(Outline records)

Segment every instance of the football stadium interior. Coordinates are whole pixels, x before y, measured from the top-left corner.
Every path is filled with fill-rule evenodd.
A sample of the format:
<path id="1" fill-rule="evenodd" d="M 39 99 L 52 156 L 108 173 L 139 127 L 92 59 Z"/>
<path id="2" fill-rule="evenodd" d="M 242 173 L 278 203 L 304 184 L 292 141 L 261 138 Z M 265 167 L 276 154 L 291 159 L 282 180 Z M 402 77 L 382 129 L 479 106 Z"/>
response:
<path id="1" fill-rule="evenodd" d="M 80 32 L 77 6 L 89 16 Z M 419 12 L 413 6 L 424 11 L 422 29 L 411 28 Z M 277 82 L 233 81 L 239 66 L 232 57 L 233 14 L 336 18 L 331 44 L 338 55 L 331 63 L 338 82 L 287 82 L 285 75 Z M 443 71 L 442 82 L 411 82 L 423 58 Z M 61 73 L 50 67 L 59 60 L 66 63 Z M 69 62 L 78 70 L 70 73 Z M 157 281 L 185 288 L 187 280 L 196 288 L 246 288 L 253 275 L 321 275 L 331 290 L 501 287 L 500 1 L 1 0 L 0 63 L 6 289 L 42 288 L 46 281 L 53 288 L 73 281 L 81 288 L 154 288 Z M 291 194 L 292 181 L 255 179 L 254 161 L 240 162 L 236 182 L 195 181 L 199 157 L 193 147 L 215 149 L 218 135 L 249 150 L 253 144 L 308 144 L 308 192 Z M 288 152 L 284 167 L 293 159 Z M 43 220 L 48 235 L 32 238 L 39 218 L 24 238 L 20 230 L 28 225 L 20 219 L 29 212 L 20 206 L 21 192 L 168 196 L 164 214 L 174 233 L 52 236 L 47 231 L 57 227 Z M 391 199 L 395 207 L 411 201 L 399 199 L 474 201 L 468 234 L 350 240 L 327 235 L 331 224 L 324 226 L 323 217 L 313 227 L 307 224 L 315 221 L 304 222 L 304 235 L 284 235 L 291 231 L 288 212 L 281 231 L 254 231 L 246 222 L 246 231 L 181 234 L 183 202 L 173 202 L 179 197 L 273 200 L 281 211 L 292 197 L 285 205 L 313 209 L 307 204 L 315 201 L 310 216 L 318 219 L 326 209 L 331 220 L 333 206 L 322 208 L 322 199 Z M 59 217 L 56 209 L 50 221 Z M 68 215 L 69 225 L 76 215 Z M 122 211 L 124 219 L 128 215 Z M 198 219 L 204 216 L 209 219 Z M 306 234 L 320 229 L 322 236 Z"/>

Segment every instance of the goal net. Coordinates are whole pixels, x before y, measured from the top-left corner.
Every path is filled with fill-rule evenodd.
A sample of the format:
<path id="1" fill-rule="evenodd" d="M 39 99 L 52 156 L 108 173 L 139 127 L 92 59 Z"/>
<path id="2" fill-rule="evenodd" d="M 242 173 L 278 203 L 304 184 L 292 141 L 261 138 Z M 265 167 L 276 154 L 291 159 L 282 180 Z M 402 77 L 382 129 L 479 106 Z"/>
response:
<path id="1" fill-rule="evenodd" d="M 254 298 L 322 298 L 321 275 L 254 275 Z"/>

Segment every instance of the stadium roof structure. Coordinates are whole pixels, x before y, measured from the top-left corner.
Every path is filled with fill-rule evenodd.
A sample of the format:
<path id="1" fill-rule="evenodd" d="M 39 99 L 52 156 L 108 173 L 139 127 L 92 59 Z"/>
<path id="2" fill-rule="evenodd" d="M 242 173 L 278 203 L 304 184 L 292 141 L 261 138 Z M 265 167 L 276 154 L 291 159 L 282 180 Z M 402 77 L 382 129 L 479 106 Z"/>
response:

(Task description): Retype all of the entries above word for word, keeping every line unchanged.

(Response):
Segment every instance of the football stadium interior. Coordinates are whole pixels, x before y, measured from the top-left corner.
Every path is filled with fill-rule evenodd.
A sample of the format:
<path id="1" fill-rule="evenodd" d="M 39 99 L 52 156 L 108 173 L 139 127 L 92 59 Z"/>
<path id="2" fill-rule="evenodd" d="M 242 173 L 278 203 L 304 184 L 292 141 L 261 138 Z M 265 167 L 276 154 L 291 159 L 282 180 Z M 402 77 L 382 129 L 479 106 Z"/>
response:
<path id="1" fill-rule="evenodd" d="M 80 32 L 77 6 L 89 16 Z M 419 12 L 413 6 L 424 11 L 422 29 L 411 28 Z M 277 82 L 233 81 L 239 66 L 232 57 L 233 14 L 336 18 L 331 44 L 338 55 L 331 63 L 338 82 L 287 82 L 285 75 Z M 443 71 L 442 82 L 411 82 L 423 58 Z M 61 73 L 50 67 L 59 60 L 66 63 Z M 69 62 L 78 70 L 70 73 Z M 157 281 L 185 288 L 187 280 L 196 288 L 246 288 L 253 275 L 321 275 L 331 290 L 501 287 L 500 1 L 1 0 L 0 63 L 6 289 L 42 288 L 46 281 L 53 288 L 73 281 L 81 288 L 154 288 Z M 291 194 L 292 181 L 255 179 L 254 161 L 240 162 L 236 182 L 195 181 L 199 157 L 193 147 L 215 149 L 218 135 L 249 150 L 253 144 L 308 144 L 308 192 Z M 288 152 L 284 167 L 293 159 Z M 43 220 L 48 235 L 32 238 L 39 218 L 24 238 L 20 230 L 28 225 L 20 219 L 29 212 L 20 206 L 21 192 L 168 196 L 164 214 L 174 233 L 52 236 L 47 231 L 57 227 Z M 391 199 L 395 207 L 411 201 L 399 199 L 474 201 L 468 234 L 350 240 L 327 235 L 331 224 L 324 226 L 323 217 L 313 227 L 307 224 L 315 221 L 304 222 L 304 235 L 284 235 L 291 231 L 288 212 L 281 231 L 254 231 L 246 222 L 246 231 L 181 234 L 183 202 L 173 202 L 179 197 L 273 200 L 281 211 L 292 197 L 285 205 L 313 209 L 307 204 L 315 201 L 310 216 L 318 219 L 326 209 L 331 220 L 333 206 L 322 208 L 322 199 Z M 59 217 L 56 209 L 50 221 Z M 68 215 L 69 225 L 76 215 Z M 122 211 L 124 219 L 128 215 Z M 198 219 L 204 216 L 209 219 Z M 306 234 L 320 229 L 322 236 Z"/>

Segment every instance of the goal net. Coordinates are whole pixels, x before y, measured from the top-left corner.
Every path is filled with fill-rule evenodd.
A sample of the format:
<path id="1" fill-rule="evenodd" d="M 39 99 L 52 156 L 108 173 L 139 127 L 92 59 Z"/>
<path id="2" fill-rule="evenodd" d="M 242 173 L 278 203 L 304 184 L 292 141 L 261 138 Z M 265 167 L 276 154 L 291 159 L 282 180 Z M 402 77 L 382 129 L 479 106 Z"/>
response:
<path id="1" fill-rule="evenodd" d="M 254 298 L 322 298 L 321 275 L 254 275 Z"/>

Segment every instance of the stadium roof structure. Coordinates are whole pixels, x before y, measured from the top-left corner.
Every path is filled with fill-rule evenodd.
A sample of the format:
<path id="1" fill-rule="evenodd" d="M 39 99 L 52 156 L 108 173 L 139 127 L 92 59 Z"/>
<path id="2" fill-rule="evenodd" d="M 242 173 L 278 203 L 304 184 L 292 141 L 261 138 Z M 265 167 L 276 154 L 291 159 L 282 180 Z M 402 77 L 382 129 L 479 106 Z"/>
response:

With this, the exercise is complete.